=== Textauszug ===
Jahreszeiten der Komischen Oper

■ Theater verkaufte Vorstellung an Daimler/ Kartenkäufer nach Hause geschickt/ Senator verspricht: Künftig soll Komische Oper Aufsichtsbehörde vorher informieren

Berlin. Ein Nachspiel im Abgeordnetenhaus hatte nun das Verhalten der Komischen Oper, die im Juni eine Vorstellung im Paket an Daimler-Benz verkauft hatte. »Wie beurteilt der Senat die Tatsache, daß an diesem Abend ausschließlich Gäste der Firma D. in diesen Kunstgenuß kommen durften?« wurde die kleine Anfrage des Abgeordneten Albert Eckert von der Fraktion Bündnis 90/Grüne im Landespressedienst zitiert. Und auch in der Antwort war nur die Rede von »dem beteiligten Unternehmen«. Beim Weltkonzern Daimler-Benz nimmt die Senatsverwaltung den Datenschutz offenbar ebenso genau wie beim Umgang mit anderen Betroffenen.
===
**Aufgabe**
Schreiben Sie aus dem Text über die Komische Oper die Stelle von „Berlin. Ein Nachspiel“ bis „mit anderen Betroffenen.“ unverändert ab. Die Zeilen hiernach sind eigenständiges Material und gehören nicht zum Text.
=== Datenzeilen ===
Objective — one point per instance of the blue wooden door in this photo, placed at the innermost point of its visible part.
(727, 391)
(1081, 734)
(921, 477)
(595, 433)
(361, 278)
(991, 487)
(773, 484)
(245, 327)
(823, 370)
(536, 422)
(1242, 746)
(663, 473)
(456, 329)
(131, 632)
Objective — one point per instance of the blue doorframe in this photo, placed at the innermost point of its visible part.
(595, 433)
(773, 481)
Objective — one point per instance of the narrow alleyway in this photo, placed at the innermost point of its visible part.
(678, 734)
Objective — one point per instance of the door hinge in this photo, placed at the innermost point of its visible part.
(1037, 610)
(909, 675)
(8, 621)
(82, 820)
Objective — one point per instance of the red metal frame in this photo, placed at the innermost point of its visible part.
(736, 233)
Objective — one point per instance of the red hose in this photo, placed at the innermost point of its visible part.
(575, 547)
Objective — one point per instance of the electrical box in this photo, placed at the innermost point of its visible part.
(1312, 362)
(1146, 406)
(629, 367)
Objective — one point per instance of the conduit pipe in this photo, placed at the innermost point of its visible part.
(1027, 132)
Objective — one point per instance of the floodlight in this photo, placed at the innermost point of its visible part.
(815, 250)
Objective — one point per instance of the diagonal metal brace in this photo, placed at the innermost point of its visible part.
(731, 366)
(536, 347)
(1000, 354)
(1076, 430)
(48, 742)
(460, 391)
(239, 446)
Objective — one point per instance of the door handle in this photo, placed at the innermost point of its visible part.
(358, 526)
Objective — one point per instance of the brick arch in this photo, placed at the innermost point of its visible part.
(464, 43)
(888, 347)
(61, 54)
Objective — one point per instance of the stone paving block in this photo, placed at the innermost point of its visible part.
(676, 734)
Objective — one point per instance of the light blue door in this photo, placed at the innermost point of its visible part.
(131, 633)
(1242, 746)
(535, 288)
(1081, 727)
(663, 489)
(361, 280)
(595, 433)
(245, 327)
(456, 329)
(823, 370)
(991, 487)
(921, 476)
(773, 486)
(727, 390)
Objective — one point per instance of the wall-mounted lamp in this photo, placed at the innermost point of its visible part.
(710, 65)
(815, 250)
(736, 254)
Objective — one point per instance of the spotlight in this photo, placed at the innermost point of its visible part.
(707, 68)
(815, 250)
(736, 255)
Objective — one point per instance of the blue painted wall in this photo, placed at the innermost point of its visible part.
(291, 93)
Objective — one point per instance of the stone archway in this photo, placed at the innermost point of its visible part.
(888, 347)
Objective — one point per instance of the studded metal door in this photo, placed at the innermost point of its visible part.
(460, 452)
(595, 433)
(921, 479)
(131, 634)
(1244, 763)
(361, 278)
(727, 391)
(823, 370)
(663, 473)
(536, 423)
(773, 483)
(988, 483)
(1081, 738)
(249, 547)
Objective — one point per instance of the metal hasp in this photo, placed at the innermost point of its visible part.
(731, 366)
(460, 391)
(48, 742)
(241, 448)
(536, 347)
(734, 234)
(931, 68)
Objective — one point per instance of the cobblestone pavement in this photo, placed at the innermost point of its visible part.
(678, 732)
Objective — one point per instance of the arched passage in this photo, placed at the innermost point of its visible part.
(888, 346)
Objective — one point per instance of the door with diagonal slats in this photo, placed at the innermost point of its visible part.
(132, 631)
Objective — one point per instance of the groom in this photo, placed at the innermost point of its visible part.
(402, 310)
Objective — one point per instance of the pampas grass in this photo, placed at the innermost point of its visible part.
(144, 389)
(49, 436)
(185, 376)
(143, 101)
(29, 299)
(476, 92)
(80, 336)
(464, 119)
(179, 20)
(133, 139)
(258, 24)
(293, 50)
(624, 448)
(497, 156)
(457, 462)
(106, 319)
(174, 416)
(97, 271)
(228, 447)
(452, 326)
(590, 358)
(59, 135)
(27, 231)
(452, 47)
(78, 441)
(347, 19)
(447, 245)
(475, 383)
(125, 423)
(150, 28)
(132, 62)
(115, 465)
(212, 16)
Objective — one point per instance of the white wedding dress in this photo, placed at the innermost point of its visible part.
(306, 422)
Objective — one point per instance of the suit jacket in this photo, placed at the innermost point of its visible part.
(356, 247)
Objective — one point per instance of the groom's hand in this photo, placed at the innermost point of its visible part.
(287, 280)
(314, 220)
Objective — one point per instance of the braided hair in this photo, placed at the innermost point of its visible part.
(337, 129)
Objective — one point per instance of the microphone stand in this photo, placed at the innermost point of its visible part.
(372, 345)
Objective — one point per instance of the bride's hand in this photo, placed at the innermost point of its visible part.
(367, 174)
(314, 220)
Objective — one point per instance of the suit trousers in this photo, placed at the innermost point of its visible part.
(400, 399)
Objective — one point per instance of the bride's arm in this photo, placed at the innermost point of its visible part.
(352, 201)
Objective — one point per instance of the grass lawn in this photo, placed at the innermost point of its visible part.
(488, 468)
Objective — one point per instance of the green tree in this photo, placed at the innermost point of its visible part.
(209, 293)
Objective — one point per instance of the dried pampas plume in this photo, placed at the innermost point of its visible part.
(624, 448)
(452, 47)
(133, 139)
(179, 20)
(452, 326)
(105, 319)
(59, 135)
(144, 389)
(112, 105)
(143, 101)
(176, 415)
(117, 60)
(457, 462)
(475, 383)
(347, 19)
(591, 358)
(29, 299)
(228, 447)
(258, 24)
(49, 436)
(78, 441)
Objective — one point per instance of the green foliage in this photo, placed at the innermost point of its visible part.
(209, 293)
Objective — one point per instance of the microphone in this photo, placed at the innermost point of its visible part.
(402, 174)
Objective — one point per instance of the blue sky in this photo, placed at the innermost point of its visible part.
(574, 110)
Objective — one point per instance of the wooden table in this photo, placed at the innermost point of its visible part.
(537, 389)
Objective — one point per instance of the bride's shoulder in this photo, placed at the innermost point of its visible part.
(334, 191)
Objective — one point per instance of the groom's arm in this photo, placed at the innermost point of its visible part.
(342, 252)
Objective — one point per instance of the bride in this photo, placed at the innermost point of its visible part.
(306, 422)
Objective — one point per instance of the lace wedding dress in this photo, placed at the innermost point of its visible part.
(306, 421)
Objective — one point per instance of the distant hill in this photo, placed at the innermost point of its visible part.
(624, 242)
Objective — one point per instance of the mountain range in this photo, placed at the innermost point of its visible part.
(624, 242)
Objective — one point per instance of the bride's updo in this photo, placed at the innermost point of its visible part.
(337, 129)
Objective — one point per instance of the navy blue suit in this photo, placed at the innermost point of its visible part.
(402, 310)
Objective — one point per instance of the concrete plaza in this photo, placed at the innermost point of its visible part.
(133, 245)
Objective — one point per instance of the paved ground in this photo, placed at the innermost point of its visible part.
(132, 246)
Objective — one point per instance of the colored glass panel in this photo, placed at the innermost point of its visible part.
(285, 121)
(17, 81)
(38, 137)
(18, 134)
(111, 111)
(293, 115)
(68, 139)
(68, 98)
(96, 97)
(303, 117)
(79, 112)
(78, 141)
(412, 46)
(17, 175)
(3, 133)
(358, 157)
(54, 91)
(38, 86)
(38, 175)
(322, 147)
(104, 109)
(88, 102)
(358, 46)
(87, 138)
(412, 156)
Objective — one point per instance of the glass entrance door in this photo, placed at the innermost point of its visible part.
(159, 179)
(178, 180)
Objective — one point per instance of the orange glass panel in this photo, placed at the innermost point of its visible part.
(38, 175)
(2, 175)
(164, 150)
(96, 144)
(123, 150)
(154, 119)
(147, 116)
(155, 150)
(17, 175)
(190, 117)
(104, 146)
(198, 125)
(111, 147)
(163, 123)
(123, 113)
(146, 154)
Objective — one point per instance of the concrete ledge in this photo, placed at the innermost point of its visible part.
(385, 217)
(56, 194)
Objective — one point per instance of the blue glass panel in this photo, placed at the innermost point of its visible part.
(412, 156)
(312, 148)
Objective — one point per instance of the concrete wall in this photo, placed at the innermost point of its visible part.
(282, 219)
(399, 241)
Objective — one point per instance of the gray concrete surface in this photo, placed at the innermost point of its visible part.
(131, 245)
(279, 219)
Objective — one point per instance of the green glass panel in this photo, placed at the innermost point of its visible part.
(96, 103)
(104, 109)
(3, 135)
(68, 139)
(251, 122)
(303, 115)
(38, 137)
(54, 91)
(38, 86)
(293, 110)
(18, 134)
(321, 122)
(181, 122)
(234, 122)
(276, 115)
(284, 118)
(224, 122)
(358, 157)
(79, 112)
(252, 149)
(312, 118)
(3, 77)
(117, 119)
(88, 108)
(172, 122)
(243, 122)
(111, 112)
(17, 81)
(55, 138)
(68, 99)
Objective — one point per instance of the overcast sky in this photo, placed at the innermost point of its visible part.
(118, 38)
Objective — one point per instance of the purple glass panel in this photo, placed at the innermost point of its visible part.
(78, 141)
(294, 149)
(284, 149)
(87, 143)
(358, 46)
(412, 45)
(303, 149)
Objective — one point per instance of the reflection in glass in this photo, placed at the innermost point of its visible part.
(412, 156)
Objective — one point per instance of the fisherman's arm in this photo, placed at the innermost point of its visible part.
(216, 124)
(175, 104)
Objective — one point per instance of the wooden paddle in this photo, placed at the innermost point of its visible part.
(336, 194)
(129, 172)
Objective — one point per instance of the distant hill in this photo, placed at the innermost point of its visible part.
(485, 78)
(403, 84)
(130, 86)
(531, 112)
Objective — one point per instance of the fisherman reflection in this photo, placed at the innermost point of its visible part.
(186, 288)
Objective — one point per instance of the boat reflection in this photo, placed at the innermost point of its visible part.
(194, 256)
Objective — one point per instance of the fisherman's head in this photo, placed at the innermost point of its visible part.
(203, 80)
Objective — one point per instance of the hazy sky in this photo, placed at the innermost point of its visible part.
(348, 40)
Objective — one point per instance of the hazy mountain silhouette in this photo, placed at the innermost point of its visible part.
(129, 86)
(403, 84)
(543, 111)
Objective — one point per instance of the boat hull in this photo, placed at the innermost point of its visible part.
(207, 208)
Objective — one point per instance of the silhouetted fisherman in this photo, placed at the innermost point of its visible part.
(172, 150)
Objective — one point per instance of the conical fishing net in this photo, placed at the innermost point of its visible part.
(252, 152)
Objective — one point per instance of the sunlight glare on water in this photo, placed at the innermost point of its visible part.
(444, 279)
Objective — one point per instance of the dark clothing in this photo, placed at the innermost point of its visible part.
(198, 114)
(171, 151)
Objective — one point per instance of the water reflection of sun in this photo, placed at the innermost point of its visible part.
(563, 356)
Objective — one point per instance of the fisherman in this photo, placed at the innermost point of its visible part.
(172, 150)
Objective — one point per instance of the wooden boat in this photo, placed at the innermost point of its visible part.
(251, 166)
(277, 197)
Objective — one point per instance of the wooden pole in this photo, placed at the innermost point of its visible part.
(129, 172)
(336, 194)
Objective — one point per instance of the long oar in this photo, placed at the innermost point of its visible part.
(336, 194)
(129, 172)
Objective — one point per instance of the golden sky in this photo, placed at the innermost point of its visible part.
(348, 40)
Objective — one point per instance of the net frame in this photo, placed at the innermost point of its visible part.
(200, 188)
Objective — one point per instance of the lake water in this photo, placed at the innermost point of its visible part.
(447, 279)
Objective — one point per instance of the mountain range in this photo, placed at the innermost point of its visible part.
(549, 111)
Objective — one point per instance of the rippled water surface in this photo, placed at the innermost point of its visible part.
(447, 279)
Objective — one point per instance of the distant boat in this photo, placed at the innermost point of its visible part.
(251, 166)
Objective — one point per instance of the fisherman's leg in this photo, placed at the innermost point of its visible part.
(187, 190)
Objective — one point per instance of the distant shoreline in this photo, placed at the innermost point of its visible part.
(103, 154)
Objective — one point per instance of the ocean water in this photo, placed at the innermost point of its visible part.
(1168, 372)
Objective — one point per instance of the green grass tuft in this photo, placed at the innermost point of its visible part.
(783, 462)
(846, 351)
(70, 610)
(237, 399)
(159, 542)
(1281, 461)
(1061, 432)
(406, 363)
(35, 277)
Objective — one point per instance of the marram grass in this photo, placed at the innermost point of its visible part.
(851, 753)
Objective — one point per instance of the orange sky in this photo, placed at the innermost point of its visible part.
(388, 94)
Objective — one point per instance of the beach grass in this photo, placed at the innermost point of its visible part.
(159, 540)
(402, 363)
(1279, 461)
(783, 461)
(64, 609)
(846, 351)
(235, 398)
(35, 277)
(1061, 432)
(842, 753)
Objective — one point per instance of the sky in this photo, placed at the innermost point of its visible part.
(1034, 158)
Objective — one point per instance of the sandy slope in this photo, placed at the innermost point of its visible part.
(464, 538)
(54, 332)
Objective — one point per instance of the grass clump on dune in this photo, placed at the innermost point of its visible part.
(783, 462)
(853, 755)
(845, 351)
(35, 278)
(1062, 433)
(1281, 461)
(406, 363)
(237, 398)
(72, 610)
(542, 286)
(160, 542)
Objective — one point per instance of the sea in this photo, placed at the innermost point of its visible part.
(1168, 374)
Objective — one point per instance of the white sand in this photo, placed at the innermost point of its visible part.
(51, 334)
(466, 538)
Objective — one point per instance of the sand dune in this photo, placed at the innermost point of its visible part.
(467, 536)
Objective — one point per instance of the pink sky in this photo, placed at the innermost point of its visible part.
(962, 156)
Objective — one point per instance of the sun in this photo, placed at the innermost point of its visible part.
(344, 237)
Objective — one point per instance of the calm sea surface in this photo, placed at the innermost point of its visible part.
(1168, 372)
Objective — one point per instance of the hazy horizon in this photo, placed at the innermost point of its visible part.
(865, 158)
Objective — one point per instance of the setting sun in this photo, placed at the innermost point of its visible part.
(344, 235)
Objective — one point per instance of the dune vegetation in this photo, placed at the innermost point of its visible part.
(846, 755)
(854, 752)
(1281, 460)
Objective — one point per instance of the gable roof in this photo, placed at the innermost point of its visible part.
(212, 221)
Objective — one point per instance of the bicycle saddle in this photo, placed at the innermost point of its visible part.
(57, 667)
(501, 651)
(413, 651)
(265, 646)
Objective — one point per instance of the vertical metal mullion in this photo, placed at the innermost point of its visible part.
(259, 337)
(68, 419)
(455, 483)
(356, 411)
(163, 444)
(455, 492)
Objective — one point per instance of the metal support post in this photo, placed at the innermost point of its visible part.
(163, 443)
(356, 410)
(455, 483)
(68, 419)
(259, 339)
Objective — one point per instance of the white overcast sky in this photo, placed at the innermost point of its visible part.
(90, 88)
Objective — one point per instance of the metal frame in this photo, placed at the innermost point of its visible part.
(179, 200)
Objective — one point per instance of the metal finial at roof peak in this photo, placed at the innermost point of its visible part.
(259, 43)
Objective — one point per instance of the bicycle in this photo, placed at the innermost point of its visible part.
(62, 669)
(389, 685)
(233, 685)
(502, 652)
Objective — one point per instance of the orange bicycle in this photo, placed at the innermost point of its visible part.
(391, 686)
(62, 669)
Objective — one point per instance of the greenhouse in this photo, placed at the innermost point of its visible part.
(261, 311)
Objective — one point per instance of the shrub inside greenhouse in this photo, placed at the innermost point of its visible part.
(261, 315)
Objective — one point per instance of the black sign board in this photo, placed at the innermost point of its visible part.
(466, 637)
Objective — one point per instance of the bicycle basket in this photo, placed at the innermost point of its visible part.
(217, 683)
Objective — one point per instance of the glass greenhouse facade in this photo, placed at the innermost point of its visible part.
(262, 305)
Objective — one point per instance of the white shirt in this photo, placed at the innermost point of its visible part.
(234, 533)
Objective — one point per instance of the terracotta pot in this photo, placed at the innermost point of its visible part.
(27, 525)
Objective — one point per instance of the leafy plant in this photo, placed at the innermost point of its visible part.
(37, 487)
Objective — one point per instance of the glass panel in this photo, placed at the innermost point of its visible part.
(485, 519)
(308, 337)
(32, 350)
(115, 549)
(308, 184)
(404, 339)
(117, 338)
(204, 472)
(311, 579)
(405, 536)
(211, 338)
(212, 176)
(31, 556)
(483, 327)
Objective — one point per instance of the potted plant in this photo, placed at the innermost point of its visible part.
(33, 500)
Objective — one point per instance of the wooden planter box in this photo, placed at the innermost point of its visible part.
===
**Antwort**
Berlin. Ein Nachspiel im Abgeordnetenhaus hatte nun das Verhalten der Komischen Oper, die im Juni eine Vorstellung im Paket an Daimler-Benz verkauft hatte. »Wie beurteilt der Senat die Tatsache, daß an diesem Abend ausschließlich Gäste der Firma D. in diesen Kunstgenuß kommen durften?« wurde die kleine Anfrage des Abgeordneten Albert Eckert von der Fraktion Bündnis 90/Grüne im Landespressedienst zitiert. Und auch in der Antwort war nur die Rede von »dem beteiligten Unternehmen«. Beim Weltkonzern Daimler-Benz nimmt die Senatsverwaltung den Datenschutz offenbar ebenso genau wie beim Umgang mit anderen Betroffenen.